> [Text extract]
# Trimax T100



## satcat1 (Jan 15, 2007)

My TRIMAX T100 works great for the satellites it is programmed to detect...it detects nothing for satellites not on its pre-programmed list. I have an RS232 cable to hookup the TRIMAX to my PC, but the TRIMAX manual does not explain what to do after this. I need step-by-step instructions on how to download information to this receiver. The download tool 4.5c I have received over the internet, but only get "error opening file" when I hit download for the "code" or "data" options. HELP!:nono:


----------



## FTA Michael (Jul 21, 2002)

I haven't worked with a Trimax, so I can't address your questions directly. Typically, a FTA receiver will have a mechanism (typically deep in little-used menus) for adding additional satellites. If you add the one you want, it might work with it.

Otherwise, unless someone else chimes in, I'd suggest you contact the dealer who sold you the Trimax. Or you can Google it to find other dealers and distributors who might point you to the source of the right answer. Off the top of my search:

http://www.global-cm.net/TrimaxT100.htm
http://www.wsidigital.com/trimax.htm
http://www.dmsiusa.com/trimax_t-100.htm
http://www.satmonkey.com/index.php?main_page=product_info&products_id=2


----------

> [Exercise task a] Count the lines in the records below that contain the string "snowy", treating uppercase and lowercase as different, and reply with only the number.

> [The records]

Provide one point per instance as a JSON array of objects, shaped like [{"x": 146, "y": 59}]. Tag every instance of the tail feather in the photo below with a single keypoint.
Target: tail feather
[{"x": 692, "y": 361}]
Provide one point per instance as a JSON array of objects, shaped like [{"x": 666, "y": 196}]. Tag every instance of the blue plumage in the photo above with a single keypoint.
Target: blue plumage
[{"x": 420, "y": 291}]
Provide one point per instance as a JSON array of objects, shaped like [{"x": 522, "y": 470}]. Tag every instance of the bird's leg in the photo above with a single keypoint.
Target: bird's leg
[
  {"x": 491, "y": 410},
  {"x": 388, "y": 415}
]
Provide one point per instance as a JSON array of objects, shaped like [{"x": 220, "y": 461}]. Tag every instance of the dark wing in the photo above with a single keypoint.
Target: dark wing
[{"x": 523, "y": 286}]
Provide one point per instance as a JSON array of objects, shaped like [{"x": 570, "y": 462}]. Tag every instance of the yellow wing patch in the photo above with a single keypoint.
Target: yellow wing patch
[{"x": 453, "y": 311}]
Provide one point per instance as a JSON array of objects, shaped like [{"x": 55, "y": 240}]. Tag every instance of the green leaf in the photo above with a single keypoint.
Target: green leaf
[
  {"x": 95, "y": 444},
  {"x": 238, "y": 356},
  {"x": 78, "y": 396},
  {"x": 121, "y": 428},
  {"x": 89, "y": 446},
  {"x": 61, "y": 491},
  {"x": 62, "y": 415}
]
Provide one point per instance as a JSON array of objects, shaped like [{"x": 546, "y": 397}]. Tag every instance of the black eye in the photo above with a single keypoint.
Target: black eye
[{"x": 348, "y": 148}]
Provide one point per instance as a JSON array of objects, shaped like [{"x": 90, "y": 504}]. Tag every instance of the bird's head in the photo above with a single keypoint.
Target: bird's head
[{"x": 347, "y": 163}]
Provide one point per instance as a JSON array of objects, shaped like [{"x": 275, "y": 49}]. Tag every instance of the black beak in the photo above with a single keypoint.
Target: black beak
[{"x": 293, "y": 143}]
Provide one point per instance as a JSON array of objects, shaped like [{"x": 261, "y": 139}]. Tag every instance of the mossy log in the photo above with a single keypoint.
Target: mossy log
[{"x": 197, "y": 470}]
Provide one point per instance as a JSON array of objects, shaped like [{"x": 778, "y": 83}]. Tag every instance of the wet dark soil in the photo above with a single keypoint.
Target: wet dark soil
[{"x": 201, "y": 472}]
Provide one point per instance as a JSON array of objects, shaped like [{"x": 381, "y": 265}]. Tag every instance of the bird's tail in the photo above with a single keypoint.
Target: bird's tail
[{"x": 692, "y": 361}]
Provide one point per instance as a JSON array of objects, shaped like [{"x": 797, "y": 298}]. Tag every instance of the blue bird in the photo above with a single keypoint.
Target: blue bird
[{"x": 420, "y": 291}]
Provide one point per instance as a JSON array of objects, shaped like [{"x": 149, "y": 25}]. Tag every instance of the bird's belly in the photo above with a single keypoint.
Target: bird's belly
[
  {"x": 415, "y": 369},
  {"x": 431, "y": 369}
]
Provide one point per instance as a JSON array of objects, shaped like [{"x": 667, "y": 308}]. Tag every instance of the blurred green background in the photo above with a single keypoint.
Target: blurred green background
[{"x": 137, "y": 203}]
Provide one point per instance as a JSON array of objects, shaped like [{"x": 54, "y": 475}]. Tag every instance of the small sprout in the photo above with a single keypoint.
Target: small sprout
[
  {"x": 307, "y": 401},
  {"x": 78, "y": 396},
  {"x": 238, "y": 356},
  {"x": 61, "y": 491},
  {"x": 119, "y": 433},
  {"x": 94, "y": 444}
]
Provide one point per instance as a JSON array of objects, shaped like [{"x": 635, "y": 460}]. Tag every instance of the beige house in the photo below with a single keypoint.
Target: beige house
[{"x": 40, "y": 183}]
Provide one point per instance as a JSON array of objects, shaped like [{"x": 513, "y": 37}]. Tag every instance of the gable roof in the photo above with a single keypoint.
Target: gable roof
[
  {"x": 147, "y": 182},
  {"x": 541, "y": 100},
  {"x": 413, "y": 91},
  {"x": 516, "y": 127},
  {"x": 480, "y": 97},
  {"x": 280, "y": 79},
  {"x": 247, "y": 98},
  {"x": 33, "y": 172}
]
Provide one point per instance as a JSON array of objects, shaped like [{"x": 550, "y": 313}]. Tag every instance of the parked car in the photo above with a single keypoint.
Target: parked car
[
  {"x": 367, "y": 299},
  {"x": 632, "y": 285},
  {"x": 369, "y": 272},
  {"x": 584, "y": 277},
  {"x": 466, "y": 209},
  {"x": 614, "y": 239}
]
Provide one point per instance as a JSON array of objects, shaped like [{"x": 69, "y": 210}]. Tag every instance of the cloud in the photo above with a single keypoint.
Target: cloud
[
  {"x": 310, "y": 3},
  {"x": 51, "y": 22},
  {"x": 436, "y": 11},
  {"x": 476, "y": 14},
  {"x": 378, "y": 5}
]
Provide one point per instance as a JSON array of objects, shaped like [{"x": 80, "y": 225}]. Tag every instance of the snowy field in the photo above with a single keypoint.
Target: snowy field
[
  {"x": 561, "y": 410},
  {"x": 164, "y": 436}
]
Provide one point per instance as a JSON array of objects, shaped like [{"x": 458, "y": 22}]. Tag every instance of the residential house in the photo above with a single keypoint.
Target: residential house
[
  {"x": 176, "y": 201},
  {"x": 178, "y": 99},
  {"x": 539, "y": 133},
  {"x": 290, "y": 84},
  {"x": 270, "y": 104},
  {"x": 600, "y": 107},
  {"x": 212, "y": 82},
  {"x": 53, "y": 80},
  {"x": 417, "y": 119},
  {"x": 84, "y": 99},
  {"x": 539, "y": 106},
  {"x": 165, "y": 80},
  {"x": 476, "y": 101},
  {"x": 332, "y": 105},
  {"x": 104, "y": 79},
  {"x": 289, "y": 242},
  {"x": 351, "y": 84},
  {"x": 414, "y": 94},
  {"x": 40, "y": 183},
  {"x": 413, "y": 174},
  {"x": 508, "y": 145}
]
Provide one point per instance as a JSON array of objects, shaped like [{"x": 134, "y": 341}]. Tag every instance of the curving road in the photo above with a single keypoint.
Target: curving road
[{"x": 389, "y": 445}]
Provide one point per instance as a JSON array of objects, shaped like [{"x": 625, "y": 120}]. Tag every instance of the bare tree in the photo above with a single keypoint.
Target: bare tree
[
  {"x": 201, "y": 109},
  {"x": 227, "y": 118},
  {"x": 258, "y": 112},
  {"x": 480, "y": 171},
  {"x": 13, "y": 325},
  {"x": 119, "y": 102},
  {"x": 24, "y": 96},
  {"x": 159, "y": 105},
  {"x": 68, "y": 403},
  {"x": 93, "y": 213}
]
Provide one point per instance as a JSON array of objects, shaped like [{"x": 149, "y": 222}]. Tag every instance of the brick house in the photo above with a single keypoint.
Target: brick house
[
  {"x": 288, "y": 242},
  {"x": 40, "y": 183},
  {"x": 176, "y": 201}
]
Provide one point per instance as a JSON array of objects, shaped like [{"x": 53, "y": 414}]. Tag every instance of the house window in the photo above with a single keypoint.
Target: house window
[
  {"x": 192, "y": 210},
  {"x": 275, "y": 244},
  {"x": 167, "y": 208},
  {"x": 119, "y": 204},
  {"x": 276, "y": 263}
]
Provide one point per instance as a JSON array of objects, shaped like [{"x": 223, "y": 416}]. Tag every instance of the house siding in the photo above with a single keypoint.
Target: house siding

> [Exercise task b] In the Trimax T100 thread, what message does satcat1 get after pressing download for the "code" or "data" options?

> [Final answer a] 2

> [Final answer b] "error opening file"